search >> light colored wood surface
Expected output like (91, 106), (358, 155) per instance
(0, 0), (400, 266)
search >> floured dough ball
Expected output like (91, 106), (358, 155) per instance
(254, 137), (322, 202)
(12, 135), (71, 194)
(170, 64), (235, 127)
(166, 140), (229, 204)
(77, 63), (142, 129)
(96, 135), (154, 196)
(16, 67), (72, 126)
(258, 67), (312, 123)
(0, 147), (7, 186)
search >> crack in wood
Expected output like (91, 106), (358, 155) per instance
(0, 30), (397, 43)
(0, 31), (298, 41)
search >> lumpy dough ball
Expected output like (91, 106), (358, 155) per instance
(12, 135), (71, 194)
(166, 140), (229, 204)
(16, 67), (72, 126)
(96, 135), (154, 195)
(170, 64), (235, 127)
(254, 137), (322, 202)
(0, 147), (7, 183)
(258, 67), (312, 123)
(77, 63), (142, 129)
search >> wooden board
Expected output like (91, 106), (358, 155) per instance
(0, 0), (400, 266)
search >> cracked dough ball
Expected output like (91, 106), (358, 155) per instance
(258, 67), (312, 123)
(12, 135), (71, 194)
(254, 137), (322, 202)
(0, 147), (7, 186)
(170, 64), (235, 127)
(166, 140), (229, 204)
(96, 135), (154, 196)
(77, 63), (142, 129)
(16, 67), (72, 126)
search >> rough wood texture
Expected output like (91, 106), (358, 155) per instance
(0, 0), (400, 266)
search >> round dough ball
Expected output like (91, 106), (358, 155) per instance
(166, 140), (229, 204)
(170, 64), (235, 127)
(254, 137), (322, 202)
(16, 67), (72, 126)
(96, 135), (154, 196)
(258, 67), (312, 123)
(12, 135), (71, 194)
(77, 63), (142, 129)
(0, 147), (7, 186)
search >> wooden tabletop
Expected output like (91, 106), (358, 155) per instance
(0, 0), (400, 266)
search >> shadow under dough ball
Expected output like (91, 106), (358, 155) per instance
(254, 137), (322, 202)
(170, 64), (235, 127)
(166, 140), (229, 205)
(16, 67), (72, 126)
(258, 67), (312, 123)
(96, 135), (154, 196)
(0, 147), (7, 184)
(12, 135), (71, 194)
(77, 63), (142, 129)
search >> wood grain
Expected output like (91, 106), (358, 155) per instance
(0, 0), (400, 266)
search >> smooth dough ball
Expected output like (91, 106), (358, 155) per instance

[Directions for this task]: Please copy the material from the line with "search >> rough wood texture" up to and including its final line, shifting every coordinate in the answers by -118 and keeping all other lines unchanged.

[Reply to the exercise]:
search >> rough wood texture
Expected output like (91, 106), (358, 155) per instance
(-118, -118), (282, 148)
search >> round dough ball
Expected output like (91, 106), (358, 155) per instance
(48, 22), (111, 86)
(52, -54), (117, 9)
(136, 19), (204, 84)
(-102, -51), (-46, 8)
(-22, 17), (36, 78)
(140, -51), (194, 5)
(-106, 17), (-47, 76)
(-41, -55), (24, 11)
(-118, 29), (-111, 68)
search >> wooden tabletop
Expected output like (91, 106), (358, 155) per instance
(-118, -118), (282, 148)
search >> shadow under dough ball
Expected output like (91, 106), (358, 155) per instance
(136, 19), (204, 84)
(52, -54), (117, 9)
(48, 22), (111, 87)
(-102, -51), (-46, 8)
(140, -51), (194, 5)
(-22, 17), (36, 78)
(-118, 29), (-111, 66)
(-106, 17), (-47, 76)
(-41, -55), (24, 11)
search >> wood grain
Expected output like (91, 106), (358, 155) per instance
(-118, -118), (282, 148)
search >> smooth dough ball
Expected output like (91, 106), (358, 155) per instance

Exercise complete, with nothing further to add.